O que produzir →
Reproduza sem alterações todas as linhas, desde a que contém "Pick out the stone statue" até a que contém "pixel 50 51", incluindo as duas.
---------- Dados de entrada ----------
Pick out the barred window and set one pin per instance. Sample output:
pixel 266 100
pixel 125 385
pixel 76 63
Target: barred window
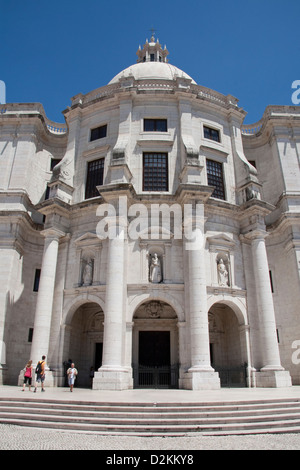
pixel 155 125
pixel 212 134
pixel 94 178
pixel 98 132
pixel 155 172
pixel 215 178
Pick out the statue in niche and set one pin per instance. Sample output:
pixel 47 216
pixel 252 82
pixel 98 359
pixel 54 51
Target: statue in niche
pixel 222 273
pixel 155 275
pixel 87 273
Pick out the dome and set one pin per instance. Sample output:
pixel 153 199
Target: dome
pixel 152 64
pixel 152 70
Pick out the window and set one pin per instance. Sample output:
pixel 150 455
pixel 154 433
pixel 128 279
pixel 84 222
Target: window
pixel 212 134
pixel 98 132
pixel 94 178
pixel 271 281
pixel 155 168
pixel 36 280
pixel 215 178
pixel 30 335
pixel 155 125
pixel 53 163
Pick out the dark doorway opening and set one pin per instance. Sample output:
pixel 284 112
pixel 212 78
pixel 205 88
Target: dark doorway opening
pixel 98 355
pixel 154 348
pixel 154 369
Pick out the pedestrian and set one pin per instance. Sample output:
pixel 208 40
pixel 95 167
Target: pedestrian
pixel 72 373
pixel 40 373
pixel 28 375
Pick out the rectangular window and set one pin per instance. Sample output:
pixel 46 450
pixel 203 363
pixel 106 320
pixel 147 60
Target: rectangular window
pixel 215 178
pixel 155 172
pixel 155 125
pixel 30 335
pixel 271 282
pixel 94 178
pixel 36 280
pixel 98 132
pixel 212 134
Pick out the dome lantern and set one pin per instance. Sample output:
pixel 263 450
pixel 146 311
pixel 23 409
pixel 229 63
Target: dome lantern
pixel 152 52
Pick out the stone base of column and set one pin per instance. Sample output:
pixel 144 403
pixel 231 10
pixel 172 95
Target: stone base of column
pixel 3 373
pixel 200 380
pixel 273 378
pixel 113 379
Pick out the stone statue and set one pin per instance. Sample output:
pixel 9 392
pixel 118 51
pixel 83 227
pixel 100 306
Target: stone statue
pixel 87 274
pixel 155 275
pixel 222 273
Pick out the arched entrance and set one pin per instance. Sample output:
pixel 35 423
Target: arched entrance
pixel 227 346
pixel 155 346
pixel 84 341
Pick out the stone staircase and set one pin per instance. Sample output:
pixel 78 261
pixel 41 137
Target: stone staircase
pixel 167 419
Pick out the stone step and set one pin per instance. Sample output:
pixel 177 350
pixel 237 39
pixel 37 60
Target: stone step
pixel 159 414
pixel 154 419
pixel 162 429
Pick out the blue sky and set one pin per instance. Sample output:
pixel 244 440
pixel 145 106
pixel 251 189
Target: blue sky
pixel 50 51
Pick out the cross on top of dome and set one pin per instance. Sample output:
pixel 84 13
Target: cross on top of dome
----------
---------- Dados de entrada ----------
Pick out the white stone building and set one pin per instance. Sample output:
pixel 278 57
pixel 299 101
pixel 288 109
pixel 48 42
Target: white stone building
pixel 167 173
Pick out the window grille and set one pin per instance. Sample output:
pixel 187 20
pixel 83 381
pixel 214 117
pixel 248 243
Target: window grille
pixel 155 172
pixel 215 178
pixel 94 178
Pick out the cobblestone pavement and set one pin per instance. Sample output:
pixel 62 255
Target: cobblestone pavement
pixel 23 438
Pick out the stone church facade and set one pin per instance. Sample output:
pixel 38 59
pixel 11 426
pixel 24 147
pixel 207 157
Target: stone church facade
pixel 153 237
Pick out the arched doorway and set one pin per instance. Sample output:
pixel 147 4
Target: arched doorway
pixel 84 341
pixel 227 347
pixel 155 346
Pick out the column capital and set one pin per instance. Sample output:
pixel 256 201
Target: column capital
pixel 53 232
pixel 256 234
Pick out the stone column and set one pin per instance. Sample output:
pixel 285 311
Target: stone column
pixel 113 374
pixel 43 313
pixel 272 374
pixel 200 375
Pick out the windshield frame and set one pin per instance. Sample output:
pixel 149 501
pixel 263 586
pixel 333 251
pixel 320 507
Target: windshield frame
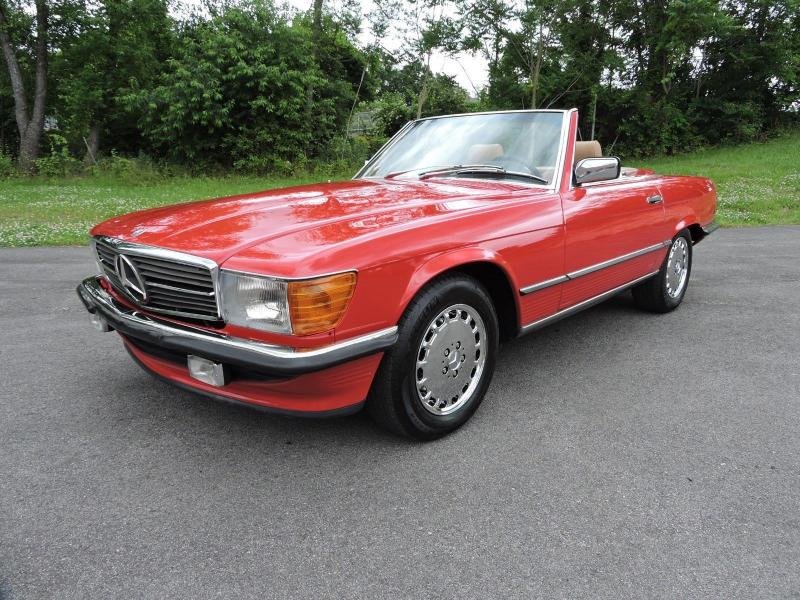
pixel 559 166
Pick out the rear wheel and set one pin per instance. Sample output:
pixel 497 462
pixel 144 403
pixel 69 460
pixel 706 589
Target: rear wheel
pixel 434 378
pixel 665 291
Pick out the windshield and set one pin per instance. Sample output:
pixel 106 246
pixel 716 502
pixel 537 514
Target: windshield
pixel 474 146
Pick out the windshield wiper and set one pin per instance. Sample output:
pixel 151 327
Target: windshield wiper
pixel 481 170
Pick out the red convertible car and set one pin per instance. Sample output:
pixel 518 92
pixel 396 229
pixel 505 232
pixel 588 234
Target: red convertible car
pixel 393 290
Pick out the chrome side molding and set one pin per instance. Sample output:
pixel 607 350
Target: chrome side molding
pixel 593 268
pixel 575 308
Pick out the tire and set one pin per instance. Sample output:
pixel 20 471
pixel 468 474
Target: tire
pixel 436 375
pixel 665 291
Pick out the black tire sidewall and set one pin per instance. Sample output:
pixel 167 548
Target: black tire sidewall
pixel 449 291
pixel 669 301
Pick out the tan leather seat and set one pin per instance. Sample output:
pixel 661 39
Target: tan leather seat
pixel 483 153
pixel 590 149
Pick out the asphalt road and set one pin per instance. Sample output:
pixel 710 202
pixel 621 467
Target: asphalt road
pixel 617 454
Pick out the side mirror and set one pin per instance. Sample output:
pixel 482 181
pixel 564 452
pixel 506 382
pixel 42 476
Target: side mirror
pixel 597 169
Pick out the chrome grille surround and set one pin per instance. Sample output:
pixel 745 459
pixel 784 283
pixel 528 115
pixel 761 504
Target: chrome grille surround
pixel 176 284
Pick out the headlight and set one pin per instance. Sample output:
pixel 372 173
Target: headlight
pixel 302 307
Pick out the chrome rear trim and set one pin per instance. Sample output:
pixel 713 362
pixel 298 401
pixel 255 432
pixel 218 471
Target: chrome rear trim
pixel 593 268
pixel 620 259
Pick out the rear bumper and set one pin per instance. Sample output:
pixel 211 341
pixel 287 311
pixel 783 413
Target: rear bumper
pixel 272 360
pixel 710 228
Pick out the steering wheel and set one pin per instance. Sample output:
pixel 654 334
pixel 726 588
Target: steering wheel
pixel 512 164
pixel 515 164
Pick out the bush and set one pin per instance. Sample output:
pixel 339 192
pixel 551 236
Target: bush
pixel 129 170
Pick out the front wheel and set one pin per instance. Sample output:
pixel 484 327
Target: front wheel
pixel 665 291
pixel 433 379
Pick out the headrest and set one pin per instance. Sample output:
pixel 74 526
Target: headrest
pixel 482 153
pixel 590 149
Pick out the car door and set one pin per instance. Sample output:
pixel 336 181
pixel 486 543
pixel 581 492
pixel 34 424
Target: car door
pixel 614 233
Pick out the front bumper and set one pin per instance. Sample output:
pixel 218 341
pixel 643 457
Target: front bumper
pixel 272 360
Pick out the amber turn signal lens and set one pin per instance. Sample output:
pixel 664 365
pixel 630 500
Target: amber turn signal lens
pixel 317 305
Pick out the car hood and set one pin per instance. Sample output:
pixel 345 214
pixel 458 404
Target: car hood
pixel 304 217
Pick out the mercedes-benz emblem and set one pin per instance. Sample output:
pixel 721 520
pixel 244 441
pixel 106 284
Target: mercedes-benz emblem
----------
Resolução →
Pick out the stone statue and set one pin per instance. Sample output:
pixel 9 392
pixel 118 51
pixel 83 227
pixel 100 306
Target: stone statue
pixel 87 274
pixel 155 275
pixel 222 273
Pick out the arched entrance and set one pin per instance. Sample output:
pixel 35 423
Target: arched entrance
pixel 227 346
pixel 155 346
pixel 84 341
Pick out the stone staircase and set one pin per instance. Sample output:
pixel 78 261
pixel 41 137
Target: stone staircase
pixel 167 419
Pick out the stone step and set one pin per instance. Sample output:
pixel 177 350
pixel 237 39
pixel 37 60
Target: stone step
pixel 159 414
pixel 154 419
pixel 162 429
Pick out the blue sky and set one pin per instance. Sample output:
pixel 244 440
pixel 145 106
pixel 251 189
Target: blue sky
pixel 50 51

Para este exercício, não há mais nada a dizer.